RECORDS FOR THE EXERCISE »

________________________________________

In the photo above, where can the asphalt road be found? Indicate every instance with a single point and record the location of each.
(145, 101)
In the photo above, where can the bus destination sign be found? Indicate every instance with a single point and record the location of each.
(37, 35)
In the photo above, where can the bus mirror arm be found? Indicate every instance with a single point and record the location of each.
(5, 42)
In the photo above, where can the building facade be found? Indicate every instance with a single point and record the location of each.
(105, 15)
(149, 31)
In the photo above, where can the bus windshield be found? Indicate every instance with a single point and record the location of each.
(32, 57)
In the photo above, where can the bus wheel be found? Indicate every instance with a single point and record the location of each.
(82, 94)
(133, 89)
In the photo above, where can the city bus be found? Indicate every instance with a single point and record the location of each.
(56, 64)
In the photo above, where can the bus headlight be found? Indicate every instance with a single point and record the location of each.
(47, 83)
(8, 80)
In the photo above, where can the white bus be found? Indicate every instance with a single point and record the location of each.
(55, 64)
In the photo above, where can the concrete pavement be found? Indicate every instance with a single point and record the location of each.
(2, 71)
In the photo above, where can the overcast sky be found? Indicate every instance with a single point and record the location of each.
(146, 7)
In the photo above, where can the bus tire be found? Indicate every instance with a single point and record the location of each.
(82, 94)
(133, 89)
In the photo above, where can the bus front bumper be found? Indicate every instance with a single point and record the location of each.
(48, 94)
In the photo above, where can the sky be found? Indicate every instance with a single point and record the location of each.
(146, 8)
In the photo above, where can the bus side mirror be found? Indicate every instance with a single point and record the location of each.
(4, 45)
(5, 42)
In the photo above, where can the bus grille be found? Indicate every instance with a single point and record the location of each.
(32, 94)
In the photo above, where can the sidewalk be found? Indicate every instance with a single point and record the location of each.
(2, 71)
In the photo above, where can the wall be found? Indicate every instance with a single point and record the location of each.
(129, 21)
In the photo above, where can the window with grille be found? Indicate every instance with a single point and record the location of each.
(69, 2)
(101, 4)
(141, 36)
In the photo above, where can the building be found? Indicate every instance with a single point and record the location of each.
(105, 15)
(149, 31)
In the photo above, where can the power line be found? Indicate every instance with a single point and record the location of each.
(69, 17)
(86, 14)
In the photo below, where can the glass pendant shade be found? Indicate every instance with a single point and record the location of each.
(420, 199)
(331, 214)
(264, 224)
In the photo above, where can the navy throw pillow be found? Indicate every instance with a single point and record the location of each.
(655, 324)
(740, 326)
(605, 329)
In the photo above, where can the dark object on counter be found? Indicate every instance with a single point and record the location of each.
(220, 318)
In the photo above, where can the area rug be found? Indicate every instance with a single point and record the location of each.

________________________________________

SHORT PROBLEM »
Repeat all the entries exactly as given.

WRITTEN RESPONSE »
In the photo above, where can the asphalt road be found? Indicate every instance with a single point and record the location of each.
(145, 101)
In the photo above, where can the bus destination sign be found? Indicate every instance with a single point and record the location of each.
(37, 35)
In the photo above, where can the bus mirror arm be found? Indicate every instance with a single point and record the location of each.
(5, 42)
In the photo above, where can the building facade be found? Indicate every instance with a single point and record the location of each.
(105, 15)
(149, 31)
In the photo above, where can the bus windshield be found? Indicate every instance with a single point and record the location of each.
(32, 57)
In the photo above, where can the bus wheel be found? Indicate every instance with a single point and record the location of each.
(82, 94)
(133, 89)
In the photo above, where can the city bus be found? Indicate every instance with a single point and record the location of each.
(56, 64)
In the photo above, where can the bus headlight be found? Indicate every instance with a single point and record the location of each.
(47, 83)
(8, 80)
In the photo above, where can the white bus be found? Indicate every instance with a single point and record the location of each.
(55, 64)
In the photo above, where can the concrete pavement be found? Indicate every instance with a single point and record the location of each.
(2, 71)
In the photo above, where can the overcast sky be found? Indicate every instance with a single point and record the location of each.
(146, 7)
In the photo above, where can the bus tire be found? Indicate every instance with a single point and record the location of each.
(82, 94)
(133, 89)
In the photo above, where can the bus front bumper be found? Indicate every instance with a single point and record the location of each.
(48, 94)
In the photo above, where can the sky be found? Indicate every instance with a single point and record the location of each.
(146, 8)
In the photo above, where can the bus side mirror be found? Indicate every instance with a single point and record the location of each.
(4, 45)
(5, 42)
In the photo above, where can the bus grille be found? Indicate every instance with a single point and record the location of each.
(32, 94)
In the photo above, where can the sidewalk be found? Indicate every instance with a single point and record the location of each.
(2, 71)
In the photo above, where can the wall be found? Indicate every instance with a single point and record the location of each.
(129, 21)
In the photo above, where can the window with grille be found? Indicate every instance with a single point and record the location of each.
(69, 2)
(101, 4)
(141, 36)
In the photo above, where can the building be found? Indicate every instance with a single point and record the location of each.
(105, 15)
(149, 31)
In the photo above, where can the power line be found? Indicate every instance with a single point and record the location of each.
(69, 17)
(86, 14)
In the photo below, where can the glass pendant shade be found? Indicate every instance with a single point and record the location of each.
(420, 199)
(331, 214)
(264, 224)
In the photo above, where can the navy throw pillow be found? Indicate every instance with a single point and record the location of each.
(655, 324)
(740, 326)
(605, 329)
In the photo above, where can the dark object on counter be found? Indicate every instance with a single point and record the location of each.
(220, 318)
In the photo above, where can the area rug be found? Indicate every instance with a single point and record the location of each.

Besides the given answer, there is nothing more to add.